> [REQUIRED WORK]: Extract exactly the range of lines bounded by the line containing "In this exercise you will place a marker on the truck" and the final line of the listing, both ends included, and no other lines.

########################################

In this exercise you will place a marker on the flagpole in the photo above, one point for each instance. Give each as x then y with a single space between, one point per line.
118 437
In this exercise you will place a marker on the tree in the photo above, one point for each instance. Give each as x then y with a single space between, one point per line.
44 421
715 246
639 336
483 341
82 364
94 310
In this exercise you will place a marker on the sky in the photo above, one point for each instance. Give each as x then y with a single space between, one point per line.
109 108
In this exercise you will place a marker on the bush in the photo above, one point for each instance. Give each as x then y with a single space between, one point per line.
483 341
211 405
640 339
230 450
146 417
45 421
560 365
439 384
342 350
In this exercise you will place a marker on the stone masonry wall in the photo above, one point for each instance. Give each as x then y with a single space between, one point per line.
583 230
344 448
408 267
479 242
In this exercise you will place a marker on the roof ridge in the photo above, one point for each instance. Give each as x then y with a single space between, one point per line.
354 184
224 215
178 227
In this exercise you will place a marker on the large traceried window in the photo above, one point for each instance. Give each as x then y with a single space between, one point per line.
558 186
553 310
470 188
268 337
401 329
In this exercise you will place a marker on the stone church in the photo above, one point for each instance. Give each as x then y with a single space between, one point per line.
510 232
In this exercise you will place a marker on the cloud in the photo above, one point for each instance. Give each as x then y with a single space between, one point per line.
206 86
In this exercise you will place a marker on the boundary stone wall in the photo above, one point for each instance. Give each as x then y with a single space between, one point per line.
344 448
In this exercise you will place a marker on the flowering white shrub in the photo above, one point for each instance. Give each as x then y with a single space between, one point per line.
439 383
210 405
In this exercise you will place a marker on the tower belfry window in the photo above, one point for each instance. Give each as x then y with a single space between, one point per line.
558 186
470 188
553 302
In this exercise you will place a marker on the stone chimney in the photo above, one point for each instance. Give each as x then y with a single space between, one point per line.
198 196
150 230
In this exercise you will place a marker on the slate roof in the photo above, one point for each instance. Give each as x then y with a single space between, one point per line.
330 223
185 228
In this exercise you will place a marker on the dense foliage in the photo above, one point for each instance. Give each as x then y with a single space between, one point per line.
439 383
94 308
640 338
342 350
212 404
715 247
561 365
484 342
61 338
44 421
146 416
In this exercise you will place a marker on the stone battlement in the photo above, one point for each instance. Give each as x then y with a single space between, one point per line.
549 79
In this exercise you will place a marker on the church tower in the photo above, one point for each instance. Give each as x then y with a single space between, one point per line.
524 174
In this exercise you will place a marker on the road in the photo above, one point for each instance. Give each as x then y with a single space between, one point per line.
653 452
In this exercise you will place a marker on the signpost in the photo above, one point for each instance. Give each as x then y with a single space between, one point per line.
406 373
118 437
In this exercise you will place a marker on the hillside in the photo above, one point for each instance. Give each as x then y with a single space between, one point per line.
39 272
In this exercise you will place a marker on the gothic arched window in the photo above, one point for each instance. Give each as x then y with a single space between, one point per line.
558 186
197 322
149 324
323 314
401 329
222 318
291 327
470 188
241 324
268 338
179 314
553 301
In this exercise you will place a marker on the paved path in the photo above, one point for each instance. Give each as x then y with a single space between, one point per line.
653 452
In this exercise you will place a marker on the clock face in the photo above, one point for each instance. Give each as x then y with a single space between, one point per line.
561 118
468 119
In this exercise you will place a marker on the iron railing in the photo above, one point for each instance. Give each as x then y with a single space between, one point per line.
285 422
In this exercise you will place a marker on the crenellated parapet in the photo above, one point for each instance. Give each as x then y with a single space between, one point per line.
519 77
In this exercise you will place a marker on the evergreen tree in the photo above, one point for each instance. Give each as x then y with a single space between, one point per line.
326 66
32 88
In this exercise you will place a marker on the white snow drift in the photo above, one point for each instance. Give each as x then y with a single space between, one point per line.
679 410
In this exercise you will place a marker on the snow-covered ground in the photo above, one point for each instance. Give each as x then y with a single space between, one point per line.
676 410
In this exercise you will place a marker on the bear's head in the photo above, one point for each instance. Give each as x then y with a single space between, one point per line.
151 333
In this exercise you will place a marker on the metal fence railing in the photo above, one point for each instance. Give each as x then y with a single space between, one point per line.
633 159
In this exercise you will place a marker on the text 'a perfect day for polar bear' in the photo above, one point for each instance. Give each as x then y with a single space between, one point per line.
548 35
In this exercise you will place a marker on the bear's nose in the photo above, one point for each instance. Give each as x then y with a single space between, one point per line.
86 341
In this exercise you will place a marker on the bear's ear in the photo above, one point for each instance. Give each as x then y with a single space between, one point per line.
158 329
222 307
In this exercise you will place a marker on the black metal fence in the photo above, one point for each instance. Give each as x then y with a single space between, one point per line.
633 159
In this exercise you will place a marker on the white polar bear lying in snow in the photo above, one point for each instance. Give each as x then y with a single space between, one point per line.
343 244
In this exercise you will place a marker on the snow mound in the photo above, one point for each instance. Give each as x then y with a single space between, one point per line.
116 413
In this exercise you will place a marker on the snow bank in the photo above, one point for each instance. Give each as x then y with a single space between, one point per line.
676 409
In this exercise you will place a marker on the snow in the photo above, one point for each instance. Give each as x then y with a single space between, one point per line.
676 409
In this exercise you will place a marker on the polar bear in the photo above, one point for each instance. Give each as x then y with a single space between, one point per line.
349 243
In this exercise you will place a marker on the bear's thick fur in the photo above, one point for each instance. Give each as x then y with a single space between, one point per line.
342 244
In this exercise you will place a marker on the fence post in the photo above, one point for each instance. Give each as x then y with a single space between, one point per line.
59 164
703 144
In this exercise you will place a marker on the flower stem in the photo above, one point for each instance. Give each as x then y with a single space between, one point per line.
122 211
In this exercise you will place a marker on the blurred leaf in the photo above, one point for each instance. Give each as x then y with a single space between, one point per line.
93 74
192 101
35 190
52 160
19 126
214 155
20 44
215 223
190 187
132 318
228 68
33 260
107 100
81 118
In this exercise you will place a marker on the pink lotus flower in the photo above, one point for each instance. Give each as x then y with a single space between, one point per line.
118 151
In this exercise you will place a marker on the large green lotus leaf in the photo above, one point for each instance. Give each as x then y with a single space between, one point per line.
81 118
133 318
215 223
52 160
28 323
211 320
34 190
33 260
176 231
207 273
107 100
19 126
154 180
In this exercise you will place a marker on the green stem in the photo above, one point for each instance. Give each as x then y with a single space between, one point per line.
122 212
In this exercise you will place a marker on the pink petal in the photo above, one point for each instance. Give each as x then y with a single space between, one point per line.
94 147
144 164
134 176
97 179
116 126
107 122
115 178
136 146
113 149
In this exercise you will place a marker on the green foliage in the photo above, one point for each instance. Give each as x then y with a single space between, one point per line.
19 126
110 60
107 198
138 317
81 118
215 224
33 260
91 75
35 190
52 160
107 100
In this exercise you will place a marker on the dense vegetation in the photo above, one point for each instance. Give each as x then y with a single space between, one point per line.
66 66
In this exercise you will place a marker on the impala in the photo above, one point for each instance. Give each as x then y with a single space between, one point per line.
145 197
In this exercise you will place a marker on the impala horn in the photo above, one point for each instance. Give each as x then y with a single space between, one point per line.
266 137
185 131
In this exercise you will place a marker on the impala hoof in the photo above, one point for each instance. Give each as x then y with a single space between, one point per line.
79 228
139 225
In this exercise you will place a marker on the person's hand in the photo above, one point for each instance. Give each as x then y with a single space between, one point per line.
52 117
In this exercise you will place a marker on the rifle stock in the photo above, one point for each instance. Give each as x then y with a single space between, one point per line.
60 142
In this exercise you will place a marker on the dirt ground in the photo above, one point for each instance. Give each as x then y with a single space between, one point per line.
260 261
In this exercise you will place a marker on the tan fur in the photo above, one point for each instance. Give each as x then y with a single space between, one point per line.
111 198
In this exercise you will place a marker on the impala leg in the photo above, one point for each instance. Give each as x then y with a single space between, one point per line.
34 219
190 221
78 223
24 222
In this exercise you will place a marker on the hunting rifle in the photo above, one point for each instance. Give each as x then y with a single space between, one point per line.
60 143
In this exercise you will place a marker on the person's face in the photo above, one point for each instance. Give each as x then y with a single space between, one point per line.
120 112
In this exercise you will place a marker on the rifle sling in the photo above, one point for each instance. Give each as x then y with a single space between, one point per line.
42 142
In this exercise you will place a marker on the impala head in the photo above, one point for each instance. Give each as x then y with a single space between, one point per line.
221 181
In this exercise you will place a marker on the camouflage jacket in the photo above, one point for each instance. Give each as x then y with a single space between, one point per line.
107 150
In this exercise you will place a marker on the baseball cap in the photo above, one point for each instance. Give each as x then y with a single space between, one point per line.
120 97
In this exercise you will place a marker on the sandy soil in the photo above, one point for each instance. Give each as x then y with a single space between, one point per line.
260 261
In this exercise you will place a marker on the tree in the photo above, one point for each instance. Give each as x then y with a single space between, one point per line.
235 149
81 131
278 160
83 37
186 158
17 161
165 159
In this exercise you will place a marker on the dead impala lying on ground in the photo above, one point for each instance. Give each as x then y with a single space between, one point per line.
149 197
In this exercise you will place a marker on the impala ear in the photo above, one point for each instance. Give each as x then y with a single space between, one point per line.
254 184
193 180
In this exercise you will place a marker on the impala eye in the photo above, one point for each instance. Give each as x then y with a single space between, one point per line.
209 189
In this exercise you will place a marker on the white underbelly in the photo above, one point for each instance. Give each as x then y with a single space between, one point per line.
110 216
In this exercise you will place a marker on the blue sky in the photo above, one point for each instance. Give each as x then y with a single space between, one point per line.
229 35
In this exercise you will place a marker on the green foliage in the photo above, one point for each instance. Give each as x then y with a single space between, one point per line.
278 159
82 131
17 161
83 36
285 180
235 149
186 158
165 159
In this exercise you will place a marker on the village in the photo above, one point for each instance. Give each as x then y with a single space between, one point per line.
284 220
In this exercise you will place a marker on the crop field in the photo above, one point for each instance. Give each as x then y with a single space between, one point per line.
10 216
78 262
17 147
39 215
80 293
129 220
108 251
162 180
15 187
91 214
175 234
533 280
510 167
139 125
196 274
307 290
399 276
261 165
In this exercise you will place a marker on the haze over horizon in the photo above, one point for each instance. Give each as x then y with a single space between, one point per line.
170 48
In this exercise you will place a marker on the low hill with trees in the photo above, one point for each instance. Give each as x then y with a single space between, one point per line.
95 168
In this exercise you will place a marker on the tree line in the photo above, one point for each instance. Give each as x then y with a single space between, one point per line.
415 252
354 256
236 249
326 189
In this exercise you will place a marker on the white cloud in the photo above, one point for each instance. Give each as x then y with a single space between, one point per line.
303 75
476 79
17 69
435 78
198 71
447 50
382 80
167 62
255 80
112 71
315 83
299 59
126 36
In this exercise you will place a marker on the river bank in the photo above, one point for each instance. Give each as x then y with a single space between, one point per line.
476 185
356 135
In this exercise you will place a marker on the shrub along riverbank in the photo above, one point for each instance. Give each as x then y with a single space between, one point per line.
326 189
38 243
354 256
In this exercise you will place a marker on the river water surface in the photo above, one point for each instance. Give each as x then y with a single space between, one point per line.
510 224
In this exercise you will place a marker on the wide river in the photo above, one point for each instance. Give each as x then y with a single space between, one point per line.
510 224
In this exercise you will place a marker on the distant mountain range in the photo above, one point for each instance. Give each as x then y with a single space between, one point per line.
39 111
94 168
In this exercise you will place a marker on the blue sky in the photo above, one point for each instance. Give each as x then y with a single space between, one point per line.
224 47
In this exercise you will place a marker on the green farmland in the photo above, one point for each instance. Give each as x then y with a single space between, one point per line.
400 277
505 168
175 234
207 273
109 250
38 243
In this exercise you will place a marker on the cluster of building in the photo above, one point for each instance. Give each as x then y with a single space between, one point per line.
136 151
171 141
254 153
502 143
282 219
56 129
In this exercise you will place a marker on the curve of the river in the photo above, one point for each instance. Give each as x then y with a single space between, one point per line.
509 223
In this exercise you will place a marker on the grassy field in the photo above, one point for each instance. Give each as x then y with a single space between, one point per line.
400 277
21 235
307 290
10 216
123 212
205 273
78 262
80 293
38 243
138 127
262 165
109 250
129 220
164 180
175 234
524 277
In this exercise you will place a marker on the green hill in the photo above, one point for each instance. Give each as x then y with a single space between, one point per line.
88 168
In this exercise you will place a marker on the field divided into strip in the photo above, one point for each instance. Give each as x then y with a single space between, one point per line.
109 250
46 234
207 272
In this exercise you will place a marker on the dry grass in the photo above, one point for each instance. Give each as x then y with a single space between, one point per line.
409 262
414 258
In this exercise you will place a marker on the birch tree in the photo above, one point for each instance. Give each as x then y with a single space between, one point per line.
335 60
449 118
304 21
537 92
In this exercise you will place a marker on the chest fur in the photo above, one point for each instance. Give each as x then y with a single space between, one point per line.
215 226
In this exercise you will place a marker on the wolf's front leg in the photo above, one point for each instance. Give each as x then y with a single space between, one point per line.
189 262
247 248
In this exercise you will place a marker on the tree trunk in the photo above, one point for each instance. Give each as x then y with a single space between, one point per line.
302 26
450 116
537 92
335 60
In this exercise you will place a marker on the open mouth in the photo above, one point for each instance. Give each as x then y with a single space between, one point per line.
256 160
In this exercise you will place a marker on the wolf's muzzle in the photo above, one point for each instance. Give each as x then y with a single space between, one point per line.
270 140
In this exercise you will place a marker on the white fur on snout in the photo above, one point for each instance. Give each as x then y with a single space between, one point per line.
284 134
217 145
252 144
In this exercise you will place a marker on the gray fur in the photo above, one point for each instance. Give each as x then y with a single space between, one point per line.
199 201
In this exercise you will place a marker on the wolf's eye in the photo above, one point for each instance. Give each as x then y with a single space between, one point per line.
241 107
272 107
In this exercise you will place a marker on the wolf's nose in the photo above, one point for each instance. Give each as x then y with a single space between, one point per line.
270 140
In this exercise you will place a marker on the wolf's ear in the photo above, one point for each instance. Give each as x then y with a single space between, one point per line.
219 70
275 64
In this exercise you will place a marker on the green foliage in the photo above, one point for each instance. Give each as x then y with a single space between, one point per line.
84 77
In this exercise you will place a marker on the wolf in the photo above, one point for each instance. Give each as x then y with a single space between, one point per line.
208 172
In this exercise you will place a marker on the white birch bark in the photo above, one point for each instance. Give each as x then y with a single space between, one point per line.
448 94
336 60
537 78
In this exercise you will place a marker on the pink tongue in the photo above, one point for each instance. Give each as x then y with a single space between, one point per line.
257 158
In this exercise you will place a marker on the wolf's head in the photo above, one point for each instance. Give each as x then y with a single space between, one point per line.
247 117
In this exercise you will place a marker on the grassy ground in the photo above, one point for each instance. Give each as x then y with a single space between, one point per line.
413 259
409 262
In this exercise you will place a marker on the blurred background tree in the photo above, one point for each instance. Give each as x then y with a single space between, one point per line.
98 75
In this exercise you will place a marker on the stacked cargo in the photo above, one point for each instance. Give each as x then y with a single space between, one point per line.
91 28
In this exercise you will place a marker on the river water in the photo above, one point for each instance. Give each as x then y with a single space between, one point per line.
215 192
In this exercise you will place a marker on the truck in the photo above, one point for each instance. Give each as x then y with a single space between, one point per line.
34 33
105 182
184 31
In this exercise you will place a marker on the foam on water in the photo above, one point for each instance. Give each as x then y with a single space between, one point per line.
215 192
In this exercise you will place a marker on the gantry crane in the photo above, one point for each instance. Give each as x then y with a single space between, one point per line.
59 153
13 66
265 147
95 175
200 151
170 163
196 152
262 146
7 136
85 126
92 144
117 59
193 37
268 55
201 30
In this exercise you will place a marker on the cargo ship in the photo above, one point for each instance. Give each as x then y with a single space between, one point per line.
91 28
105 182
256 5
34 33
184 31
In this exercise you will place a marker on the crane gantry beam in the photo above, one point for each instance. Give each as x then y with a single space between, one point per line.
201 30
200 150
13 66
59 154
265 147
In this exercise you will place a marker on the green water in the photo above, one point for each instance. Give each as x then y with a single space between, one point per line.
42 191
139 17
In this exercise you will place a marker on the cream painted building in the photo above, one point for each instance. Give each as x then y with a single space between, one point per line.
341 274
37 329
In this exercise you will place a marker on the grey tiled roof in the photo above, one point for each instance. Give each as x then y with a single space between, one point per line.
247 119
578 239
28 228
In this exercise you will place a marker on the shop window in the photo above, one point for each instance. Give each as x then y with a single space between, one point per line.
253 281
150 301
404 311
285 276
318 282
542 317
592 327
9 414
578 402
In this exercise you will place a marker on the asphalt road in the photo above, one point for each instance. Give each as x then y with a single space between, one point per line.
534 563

########################################

> [EXERCISE ANSWER]:
In this exercise you will place a marker on the truck in the photo above, one point for each instance. Give each as x then y with a single space between, one point per line.
34 33
105 182
184 31
In this exercise you will place a marker on the foam on water in the photo above, one point for each instance. Give each as x then y with a single space between, one point per line.
215 192
In this exercise you will place a marker on the gantry crane in the photo above, one point for each instance. Give each as x then y with a single space between, one point per line.
59 153
13 66
265 147
95 175
200 151
170 163
196 152
262 146
7 136
85 126
92 144
117 59
193 37
268 55
201 30
In this exercise you will place a marker on the cargo ship in the photo above, one point for each instance. Give each as x then y with a single space between, one point per line.
91 28
105 182
256 5
34 33
184 31
In this exercise you will place a marker on the crane gantry beam in the photo above, one point for each instance. Give each as x then y with a single space between, one point per line.
201 30
200 150
13 66
59 154
265 147
In this exercise you will place a marker on the green water in the photo above, one point for each instance. Give each as x then y with a single space between, one point per line.
42 191
139 17
In this exercise you will place a marker on the cream painted building in the photo above, one point for each instance. Give each as x then y with a single space between, one point per line.
341 274
37 329
In this exercise you will place a marker on the grey tiled roof in the photo above, one point for each instance. Give each as x then y with a single space between, one point per line.
247 119
578 239
28 228
In this exercise you will place a marker on the shop window in the photo above, one point for each instance. Give each as x then y with a single space between, one point per line.
253 281
150 301
404 311
285 276
318 282
542 317
592 327
9 414
578 402
In this exercise you will place a marker on the asphalt road in the photo above, one point for each instance. Give each as x then y with a single space between, one point per line.
534 563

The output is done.